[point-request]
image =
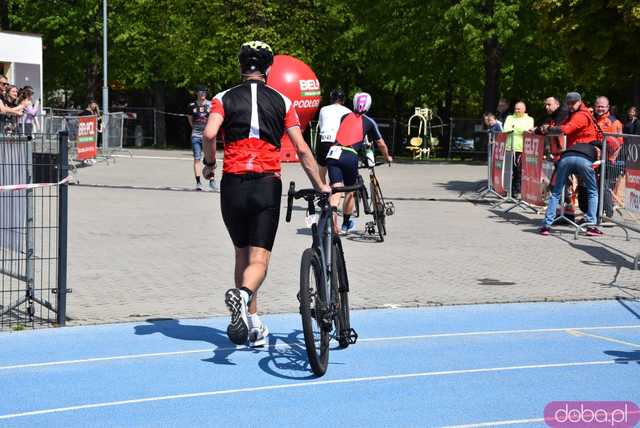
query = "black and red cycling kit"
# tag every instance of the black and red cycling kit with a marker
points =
(353, 131)
(255, 117)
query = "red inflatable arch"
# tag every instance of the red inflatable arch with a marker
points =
(299, 83)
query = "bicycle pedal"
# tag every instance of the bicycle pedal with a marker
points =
(370, 227)
(352, 336)
(390, 209)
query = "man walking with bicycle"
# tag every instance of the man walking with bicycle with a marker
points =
(254, 117)
(342, 158)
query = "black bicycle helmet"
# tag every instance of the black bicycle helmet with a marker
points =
(255, 56)
(337, 95)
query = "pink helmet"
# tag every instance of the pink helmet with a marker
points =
(361, 102)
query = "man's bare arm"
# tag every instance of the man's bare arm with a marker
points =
(307, 160)
(209, 136)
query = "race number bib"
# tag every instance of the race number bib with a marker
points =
(334, 152)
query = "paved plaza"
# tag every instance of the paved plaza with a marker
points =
(143, 244)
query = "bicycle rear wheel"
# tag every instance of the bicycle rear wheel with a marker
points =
(313, 307)
(340, 287)
(378, 209)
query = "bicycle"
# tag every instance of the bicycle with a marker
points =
(324, 284)
(377, 206)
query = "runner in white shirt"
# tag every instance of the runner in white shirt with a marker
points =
(328, 123)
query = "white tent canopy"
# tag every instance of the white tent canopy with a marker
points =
(21, 60)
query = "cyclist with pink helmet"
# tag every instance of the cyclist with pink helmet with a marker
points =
(342, 158)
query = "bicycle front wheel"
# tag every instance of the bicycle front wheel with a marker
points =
(340, 287)
(313, 308)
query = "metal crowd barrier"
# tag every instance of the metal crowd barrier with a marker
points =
(619, 198)
(33, 230)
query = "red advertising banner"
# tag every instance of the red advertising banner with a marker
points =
(87, 138)
(497, 163)
(533, 182)
(632, 173)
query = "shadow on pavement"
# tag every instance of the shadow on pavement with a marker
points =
(462, 186)
(172, 328)
(287, 357)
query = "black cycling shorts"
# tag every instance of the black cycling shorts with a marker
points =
(343, 170)
(250, 205)
(321, 152)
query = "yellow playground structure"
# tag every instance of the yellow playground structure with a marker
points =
(422, 144)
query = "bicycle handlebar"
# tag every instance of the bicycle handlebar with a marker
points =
(311, 194)
(366, 166)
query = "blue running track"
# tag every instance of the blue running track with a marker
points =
(482, 365)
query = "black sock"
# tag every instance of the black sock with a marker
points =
(249, 292)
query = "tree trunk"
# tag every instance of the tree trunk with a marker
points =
(159, 108)
(492, 65)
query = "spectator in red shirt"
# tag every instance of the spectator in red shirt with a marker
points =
(582, 137)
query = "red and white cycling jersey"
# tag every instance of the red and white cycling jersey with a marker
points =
(255, 119)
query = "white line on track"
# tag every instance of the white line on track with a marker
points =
(498, 423)
(156, 157)
(290, 344)
(303, 385)
(605, 338)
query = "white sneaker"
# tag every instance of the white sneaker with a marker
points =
(238, 329)
(258, 336)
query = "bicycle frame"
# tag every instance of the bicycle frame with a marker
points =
(321, 231)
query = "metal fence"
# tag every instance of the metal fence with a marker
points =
(33, 230)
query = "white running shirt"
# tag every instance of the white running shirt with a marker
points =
(329, 121)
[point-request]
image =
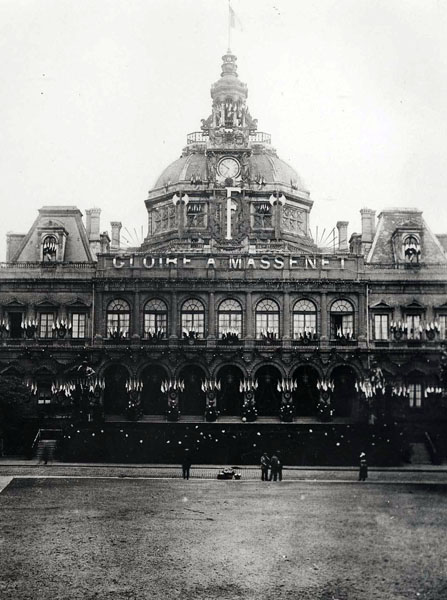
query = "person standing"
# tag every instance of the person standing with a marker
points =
(265, 463)
(363, 471)
(278, 454)
(274, 467)
(186, 464)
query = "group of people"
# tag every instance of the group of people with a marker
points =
(271, 467)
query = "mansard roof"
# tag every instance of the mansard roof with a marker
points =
(402, 220)
(67, 218)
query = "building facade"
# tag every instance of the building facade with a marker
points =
(229, 309)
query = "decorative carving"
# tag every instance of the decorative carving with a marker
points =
(162, 218)
(262, 215)
(245, 167)
(292, 219)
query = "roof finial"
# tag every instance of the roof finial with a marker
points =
(233, 23)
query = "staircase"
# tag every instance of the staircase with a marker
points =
(420, 454)
(46, 450)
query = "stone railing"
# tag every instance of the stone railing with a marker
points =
(26, 266)
(196, 137)
(260, 137)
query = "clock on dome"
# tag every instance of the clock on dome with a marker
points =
(229, 167)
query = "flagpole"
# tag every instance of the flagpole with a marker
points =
(229, 26)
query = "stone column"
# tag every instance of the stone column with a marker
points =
(173, 315)
(137, 327)
(324, 334)
(286, 317)
(361, 319)
(211, 316)
(249, 330)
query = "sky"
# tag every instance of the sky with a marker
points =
(99, 95)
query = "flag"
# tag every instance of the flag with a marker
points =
(234, 20)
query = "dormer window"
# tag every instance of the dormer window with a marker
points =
(49, 248)
(411, 248)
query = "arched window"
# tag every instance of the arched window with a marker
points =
(230, 317)
(342, 320)
(193, 317)
(49, 248)
(118, 319)
(155, 317)
(411, 248)
(267, 318)
(304, 319)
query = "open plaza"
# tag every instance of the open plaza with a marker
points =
(134, 532)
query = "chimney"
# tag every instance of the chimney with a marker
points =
(105, 243)
(368, 229)
(92, 223)
(116, 228)
(13, 241)
(92, 227)
(355, 243)
(342, 227)
(368, 224)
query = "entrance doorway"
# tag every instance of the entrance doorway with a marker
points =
(230, 398)
(305, 397)
(115, 395)
(344, 390)
(268, 399)
(153, 401)
(192, 400)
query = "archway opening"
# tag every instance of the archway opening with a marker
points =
(268, 399)
(192, 399)
(153, 401)
(230, 397)
(115, 394)
(305, 397)
(344, 390)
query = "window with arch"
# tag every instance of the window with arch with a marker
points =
(342, 320)
(193, 317)
(304, 319)
(118, 318)
(267, 319)
(155, 317)
(411, 249)
(49, 248)
(230, 317)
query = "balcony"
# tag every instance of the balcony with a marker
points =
(260, 137)
(196, 137)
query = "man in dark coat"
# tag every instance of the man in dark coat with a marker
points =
(265, 463)
(186, 464)
(274, 467)
(363, 471)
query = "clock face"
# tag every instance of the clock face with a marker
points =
(229, 167)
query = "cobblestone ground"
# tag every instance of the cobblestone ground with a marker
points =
(127, 538)
(425, 474)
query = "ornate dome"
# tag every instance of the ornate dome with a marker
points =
(229, 189)
(265, 168)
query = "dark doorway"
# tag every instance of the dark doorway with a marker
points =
(230, 398)
(344, 391)
(15, 325)
(115, 395)
(192, 400)
(268, 399)
(305, 397)
(153, 401)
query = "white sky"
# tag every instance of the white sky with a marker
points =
(98, 96)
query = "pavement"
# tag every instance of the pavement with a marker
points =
(18, 467)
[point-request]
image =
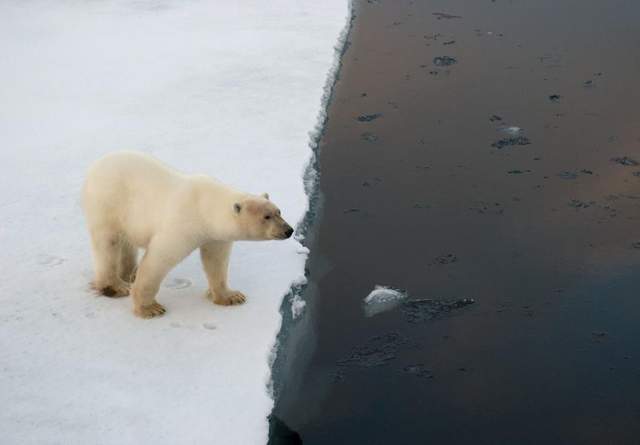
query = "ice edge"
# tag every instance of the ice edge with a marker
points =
(311, 178)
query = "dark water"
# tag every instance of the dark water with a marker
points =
(426, 188)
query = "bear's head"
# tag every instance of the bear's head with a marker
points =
(259, 219)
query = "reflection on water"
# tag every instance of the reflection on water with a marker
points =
(510, 177)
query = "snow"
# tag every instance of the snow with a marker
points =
(231, 89)
(382, 299)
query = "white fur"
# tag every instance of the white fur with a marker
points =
(131, 200)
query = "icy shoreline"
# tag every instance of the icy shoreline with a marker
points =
(228, 90)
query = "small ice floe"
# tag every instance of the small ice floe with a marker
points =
(297, 306)
(511, 131)
(382, 299)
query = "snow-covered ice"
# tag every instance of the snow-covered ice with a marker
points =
(297, 306)
(382, 299)
(228, 88)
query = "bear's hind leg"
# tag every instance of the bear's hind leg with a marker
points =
(128, 262)
(106, 245)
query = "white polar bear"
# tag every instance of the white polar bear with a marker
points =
(131, 200)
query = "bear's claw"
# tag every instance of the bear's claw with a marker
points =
(228, 298)
(150, 311)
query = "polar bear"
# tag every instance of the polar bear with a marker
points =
(131, 200)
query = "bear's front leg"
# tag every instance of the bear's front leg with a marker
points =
(215, 260)
(158, 260)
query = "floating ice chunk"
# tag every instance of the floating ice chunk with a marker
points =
(512, 131)
(382, 299)
(297, 306)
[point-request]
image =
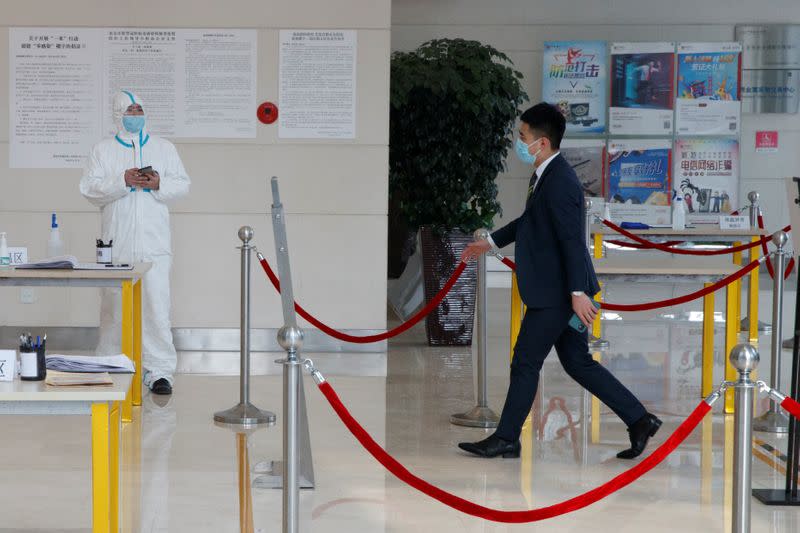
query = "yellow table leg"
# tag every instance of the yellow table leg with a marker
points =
(752, 313)
(132, 474)
(597, 331)
(731, 338)
(707, 460)
(101, 482)
(137, 342)
(707, 379)
(114, 465)
(516, 313)
(127, 342)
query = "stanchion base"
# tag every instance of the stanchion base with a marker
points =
(247, 415)
(775, 497)
(598, 344)
(771, 422)
(763, 327)
(271, 476)
(478, 417)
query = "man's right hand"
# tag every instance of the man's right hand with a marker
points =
(132, 177)
(474, 250)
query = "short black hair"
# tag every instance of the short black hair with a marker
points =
(546, 119)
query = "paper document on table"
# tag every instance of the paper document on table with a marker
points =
(115, 364)
(69, 262)
(77, 379)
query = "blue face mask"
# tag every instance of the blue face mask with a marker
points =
(133, 123)
(523, 154)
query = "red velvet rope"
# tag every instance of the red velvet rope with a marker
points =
(512, 517)
(509, 263)
(425, 311)
(672, 301)
(683, 299)
(791, 406)
(683, 251)
(765, 251)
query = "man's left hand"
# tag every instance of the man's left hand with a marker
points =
(151, 181)
(584, 308)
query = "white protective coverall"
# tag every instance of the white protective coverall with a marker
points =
(138, 222)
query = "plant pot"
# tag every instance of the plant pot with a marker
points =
(450, 324)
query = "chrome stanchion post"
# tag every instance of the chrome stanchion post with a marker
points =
(753, 210)
(245, 413)
(774, 420)
(744, 358)
(481, 415)
(595, 343)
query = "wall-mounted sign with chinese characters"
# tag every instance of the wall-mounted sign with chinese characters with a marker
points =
(707, 176)
(194, 83)
(574, 78)
(771, 62)
(766, 141)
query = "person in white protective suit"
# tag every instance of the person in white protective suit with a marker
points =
(133, 202)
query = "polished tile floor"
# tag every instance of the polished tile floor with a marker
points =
(186, 480)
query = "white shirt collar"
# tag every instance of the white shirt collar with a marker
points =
(541, 168)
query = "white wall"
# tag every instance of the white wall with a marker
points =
(335, 193)
(519, 28)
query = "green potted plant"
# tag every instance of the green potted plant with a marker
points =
(453, 107)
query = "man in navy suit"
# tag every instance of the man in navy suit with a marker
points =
(556, 279)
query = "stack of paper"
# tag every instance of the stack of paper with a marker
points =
(115, 364)
(75, 379)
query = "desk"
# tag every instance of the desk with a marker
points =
(703, 233)
(103, 404)
(671, 269)
(131, 283)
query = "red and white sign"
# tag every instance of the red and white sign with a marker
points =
(766, 141)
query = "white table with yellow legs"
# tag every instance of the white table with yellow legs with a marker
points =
(130, 281)
(103, 404)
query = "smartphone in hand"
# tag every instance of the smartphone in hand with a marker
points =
(576, 323)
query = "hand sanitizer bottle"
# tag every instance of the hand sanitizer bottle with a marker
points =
(678, 214)
(5, 256)
(55, 246)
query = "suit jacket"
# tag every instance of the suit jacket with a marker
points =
(551, 254)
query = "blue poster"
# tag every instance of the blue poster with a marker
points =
(639, 176)
(574, 77)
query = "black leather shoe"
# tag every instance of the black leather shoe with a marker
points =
(640, 432)
(161, 386)
(492, 447)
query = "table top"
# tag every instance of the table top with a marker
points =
(663, 266)
(704, 230)
(138, 271)
(37, 391)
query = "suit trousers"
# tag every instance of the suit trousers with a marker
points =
(541, 330)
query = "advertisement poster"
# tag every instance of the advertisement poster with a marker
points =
(709, 89)
(317, 79)
(638, 188)
(642, 88)
(587, 159)
(707, 176)
(574, 79)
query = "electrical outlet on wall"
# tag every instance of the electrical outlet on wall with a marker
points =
(27, 295)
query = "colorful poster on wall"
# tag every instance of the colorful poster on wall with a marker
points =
(574, 79)
(707, 176)
(709, 89)
(587, 159)
(638, 187)
(642, 88)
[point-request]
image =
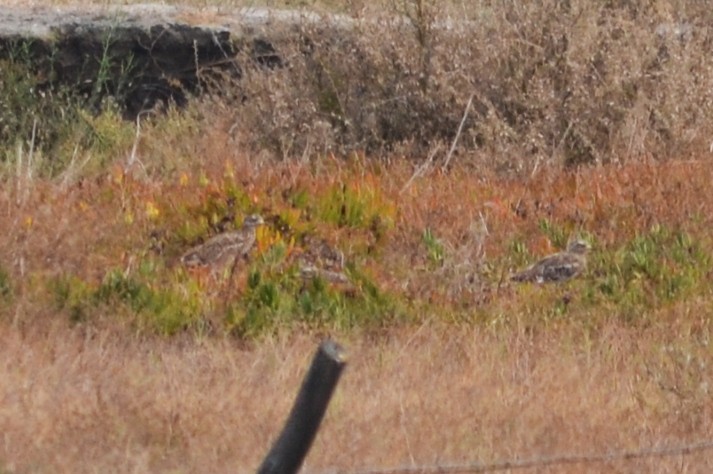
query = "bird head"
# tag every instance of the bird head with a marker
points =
(253, 220)
(578, 246)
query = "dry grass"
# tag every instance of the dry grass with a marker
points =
(76, 401)
(449, 362)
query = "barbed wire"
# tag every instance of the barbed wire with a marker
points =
(538, 462)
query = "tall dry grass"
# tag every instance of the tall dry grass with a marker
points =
(82, 401)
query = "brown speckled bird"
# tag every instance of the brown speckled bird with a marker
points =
(559, 267)
(224, 248)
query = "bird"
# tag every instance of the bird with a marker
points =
(320, 259)
(226, 247)
(558, 267)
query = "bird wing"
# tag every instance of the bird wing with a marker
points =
(557, 267)
(214, 249)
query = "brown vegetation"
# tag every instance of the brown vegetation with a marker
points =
(116, 358)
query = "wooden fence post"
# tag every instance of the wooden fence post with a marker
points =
(290, 449)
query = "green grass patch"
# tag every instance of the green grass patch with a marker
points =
(655, 268)
(165, 309)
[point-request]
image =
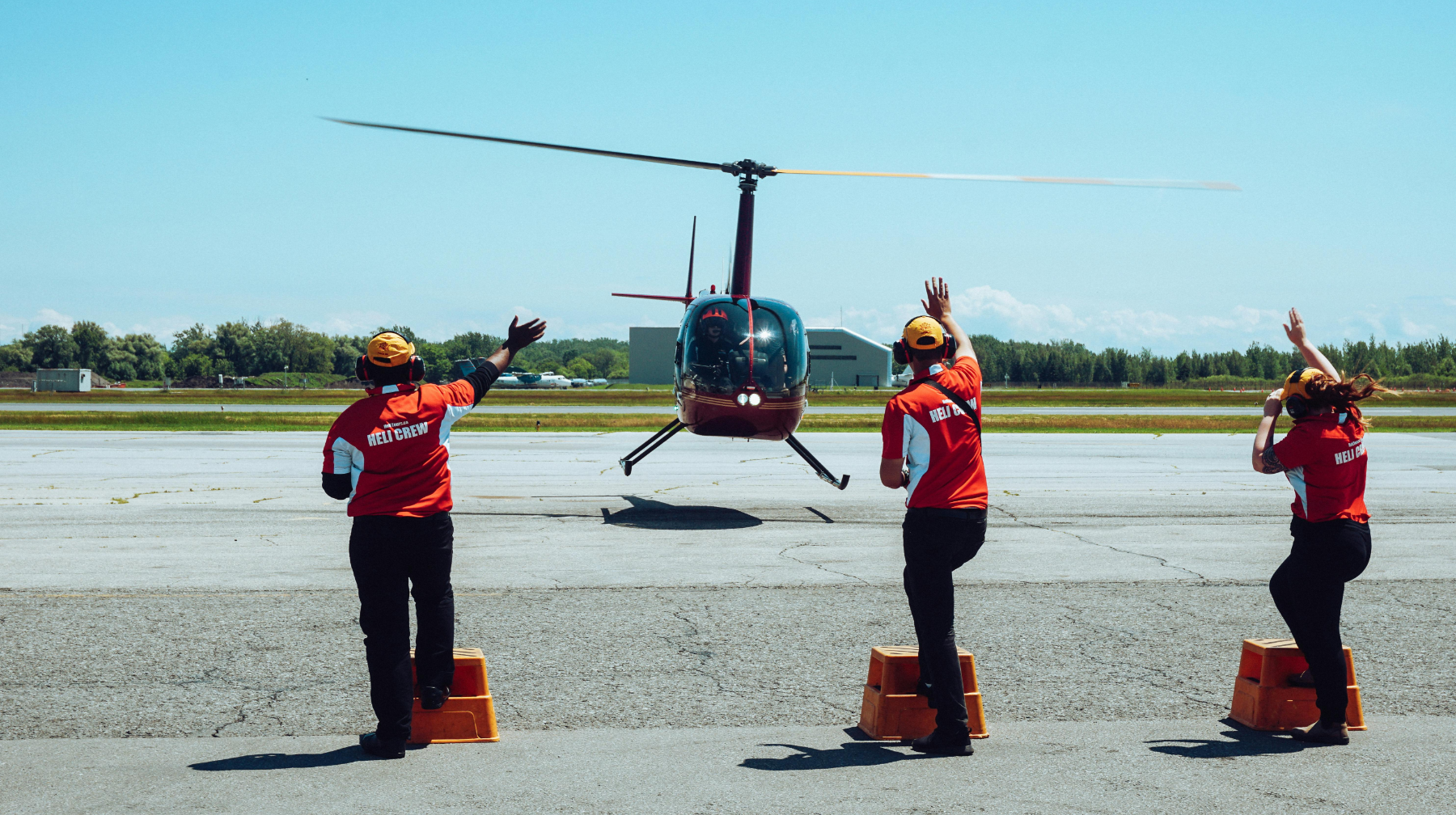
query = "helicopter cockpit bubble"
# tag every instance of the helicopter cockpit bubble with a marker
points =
(734, 341)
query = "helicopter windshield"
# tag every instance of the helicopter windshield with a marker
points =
(727, 347)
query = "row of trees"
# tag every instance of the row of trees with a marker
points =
(1069, 361)
(242, 348)
(249, 349)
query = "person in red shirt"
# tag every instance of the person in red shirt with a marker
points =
(389, 456)
(932, 449)
(1325, 462)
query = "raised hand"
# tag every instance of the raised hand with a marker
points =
(518, 336)
(937, 298)
(1295, 329)
(1274, 402)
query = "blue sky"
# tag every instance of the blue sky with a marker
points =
(165, 163)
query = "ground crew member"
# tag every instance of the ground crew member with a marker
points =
(1325, 462)
(932, 449)
(389, 454)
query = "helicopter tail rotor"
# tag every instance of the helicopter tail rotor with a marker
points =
(1222, 185)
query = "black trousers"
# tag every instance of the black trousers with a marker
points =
(1308, 589)
(389, 555)
(937, 543)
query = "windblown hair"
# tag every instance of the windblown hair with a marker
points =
(1325, 392)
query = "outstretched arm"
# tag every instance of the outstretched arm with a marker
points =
(1264, 458)
(516, 338)
(938, 305)
(1295, 331)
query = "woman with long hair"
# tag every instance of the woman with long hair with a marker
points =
(1325, 462)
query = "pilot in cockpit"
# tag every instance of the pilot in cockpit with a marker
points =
(713, 351)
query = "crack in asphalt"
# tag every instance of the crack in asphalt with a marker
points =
(785, 553)
(1161, 560)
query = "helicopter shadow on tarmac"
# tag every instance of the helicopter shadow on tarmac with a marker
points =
(859, 753)
(647, 514)
(291, 760)
(1244, 741)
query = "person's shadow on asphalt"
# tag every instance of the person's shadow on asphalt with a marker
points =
(290, 762)
(849, 754)
(1244, 741)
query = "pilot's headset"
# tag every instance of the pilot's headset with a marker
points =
(389, 349)
(946, 341)
(1296, 392)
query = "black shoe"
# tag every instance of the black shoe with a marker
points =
(383, 749)
(433, 698)
(1319, 734)
(1301, 680)
(942, 745)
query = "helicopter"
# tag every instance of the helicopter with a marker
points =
(742, 361)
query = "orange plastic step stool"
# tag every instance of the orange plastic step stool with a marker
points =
(891, 711)
(468, 715)
(1263, 698)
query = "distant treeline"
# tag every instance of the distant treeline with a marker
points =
(1432, 361)
(248, 349)
(242, 348)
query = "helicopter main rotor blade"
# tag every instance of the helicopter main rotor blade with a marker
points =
(612, 153)
(1033, 179)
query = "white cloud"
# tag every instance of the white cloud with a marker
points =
(14, 327)
(1001, 313)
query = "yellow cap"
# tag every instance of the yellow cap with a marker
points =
(1297, 383)
(924, 332)
(389, 349)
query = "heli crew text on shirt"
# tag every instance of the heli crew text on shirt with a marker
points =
(389, 454)
(932, 449)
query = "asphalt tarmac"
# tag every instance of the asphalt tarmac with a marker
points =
(1133, 411)
(693, 638)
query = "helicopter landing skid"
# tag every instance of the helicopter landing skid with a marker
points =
(819, 469)
(650, 446)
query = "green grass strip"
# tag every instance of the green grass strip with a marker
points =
(609, 422)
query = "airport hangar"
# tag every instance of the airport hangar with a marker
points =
(837, 357)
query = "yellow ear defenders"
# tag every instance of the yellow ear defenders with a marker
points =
(389, 349)
(1296, 392)
(900, 353)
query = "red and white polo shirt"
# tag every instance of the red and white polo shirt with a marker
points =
(937, 440)
(1325, 463)
(395, 444)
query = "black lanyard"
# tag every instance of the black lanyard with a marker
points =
(960, 402)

***

Your task
Scan the material above for lines that contain the string "pink", and copy each such line.

Answer to the exercise
query = "pink helmet"
# tag every instance of the pink helmet with a marker
query = "cyclist with pink helmet"
# tag every instance of the cyclist with pink helmet with a marker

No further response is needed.